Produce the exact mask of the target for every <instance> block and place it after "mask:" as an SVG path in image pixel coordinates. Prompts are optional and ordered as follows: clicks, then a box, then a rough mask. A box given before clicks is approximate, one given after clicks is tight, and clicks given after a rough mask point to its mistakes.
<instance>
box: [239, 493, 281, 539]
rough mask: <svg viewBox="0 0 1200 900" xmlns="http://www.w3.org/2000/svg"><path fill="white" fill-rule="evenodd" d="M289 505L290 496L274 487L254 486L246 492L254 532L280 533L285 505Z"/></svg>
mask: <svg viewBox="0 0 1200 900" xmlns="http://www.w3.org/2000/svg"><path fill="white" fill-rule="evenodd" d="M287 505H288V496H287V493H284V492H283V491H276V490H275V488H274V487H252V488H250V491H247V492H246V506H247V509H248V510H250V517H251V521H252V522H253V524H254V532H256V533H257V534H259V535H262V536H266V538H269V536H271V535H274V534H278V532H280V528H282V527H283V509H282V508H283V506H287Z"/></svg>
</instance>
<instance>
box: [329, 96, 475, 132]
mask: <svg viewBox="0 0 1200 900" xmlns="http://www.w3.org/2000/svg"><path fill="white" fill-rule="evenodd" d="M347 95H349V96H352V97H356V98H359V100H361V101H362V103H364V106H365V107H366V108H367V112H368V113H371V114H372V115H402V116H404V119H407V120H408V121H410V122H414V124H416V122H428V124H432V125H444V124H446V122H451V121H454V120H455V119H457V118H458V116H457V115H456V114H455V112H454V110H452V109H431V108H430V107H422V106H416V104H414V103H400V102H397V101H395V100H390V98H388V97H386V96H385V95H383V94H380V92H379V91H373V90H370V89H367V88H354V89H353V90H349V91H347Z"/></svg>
###
▶ **PROBLEM STATEMENT**
Copy every one of the lines above character for character, with no changes.

▶ **ANSWER TO THIS PROBLEM**
Produce the exact mask of the target for every <instance> block and place it after "mask:" as an SVG path in image pixel coordinates. Prompts are optional and ordered as follows: clicks, then a box, then a rough mask. A box given before clicks is approximate, one given after clicks is tight, and clicks given after a rough mask point to its mistakes.
<instance>
box: [239, 493, 281, 539]
rough mask: <svg viewBox="0 0 1200 900" xmlns="http://www.w3.org/2000/svg"><path fill="white" fill-rule="evenodd" d="M289 505L290 496L274 487L254 486L246 492L254 532L280 533L285 505Z"/></svg>
mask: <svg viewBox="0 0 1200 900" xmlns="http://www.w3.org/2000/svg"><path fill="white" fill-rule="evenodd" d="M287 505H288V496H287V493H284V492H283V491H276V490H275V488H274V487H252V488H250V491H247V492H246V506H247V509H248V510H250V517H251V521H252V522H253V524H254V532H256V533H257V534H259V535H262V536H266V538H269V536H271V535H274V534H278V532H280V528H282V527H283V509H282V508H283V506H287Z"/></svg>
</instance>
<instance>
box: [329, 96, 475, 132]
mask: <svg viewBox="0 0 1200 900" xmlns="http://www.w3.org/2000/svg"><path fill="white" fill-rule="evenodd" d="M347 95H349V96H352V97H356V98H359V100H361V101H362V103H364V106H365V107H366V108H367V112H368V113H371V114H372V115H402V116H404V119H407V120H408V121H410V122H414V124H416V122H428V124H432V125H444V124H446V122H451V121H454V120H455V119H457V118H458V116H457V115H456V114H455V112H454V110H452V109H431V108H430V107H422V106H416V104H414V103H400V102H397V101H395V100H390V98H388V97H386V96H385V95H383V94H380V92H379V91H373V90H370V89H367V88H354V89H353V90H349V91H347Z"/></svg>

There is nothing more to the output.